++++ Data ++++

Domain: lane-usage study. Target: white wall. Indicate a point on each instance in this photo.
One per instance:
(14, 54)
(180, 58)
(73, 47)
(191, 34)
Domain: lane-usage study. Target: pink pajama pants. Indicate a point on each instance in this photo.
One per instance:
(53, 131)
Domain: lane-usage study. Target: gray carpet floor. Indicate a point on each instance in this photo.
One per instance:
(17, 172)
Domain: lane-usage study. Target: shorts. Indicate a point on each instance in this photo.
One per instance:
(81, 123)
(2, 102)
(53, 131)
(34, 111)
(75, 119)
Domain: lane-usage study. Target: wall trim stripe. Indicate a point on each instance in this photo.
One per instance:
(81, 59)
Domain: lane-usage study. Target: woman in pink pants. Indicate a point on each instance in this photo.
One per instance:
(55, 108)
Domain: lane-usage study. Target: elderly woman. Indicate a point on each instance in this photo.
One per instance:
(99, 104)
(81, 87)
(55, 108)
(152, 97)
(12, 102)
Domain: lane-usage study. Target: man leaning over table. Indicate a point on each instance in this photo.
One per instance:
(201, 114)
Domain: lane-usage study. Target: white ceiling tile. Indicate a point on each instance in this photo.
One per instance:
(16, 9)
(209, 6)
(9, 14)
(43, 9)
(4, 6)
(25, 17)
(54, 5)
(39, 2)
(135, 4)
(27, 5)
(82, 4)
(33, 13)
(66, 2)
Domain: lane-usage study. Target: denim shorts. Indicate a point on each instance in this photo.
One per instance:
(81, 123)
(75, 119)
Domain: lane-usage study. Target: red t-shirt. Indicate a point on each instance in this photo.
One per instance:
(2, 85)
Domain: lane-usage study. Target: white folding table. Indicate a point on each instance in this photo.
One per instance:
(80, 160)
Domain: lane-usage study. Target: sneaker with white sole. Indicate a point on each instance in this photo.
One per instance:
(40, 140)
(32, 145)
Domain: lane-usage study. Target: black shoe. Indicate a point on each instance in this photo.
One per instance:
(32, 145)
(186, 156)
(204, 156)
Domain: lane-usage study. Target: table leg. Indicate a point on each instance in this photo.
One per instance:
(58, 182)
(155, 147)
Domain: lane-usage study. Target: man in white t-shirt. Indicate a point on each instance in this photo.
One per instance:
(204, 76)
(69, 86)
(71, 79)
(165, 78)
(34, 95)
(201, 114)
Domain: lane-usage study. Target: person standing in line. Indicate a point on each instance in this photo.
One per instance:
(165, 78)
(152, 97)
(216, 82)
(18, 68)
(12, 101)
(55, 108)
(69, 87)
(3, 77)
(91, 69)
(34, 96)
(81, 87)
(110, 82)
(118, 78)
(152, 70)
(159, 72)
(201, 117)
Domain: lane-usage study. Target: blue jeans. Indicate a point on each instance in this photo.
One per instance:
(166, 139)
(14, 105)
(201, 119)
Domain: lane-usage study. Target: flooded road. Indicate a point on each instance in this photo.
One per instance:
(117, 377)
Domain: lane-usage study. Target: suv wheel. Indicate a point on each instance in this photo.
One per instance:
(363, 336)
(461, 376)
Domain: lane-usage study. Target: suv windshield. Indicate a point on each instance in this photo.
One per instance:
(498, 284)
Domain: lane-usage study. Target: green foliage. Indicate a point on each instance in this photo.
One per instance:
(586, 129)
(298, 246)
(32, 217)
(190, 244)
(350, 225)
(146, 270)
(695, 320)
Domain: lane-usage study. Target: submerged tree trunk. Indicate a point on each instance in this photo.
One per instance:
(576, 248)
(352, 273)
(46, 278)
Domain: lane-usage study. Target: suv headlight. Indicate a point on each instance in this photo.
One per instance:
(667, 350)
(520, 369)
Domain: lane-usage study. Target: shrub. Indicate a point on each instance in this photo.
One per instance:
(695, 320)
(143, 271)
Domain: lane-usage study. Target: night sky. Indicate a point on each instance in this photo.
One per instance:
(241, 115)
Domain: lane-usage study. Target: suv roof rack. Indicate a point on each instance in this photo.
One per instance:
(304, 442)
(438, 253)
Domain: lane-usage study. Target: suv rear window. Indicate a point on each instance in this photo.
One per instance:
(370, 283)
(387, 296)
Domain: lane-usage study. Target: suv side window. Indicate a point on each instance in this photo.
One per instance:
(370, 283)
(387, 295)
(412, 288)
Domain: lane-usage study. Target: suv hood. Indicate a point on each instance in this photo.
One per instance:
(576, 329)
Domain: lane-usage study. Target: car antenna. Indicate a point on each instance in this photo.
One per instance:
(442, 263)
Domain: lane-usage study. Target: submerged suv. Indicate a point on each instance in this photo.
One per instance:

++++

## Work order
In these entries, please give the number of lines holding the string "wall" and nothing more.

## Written response
2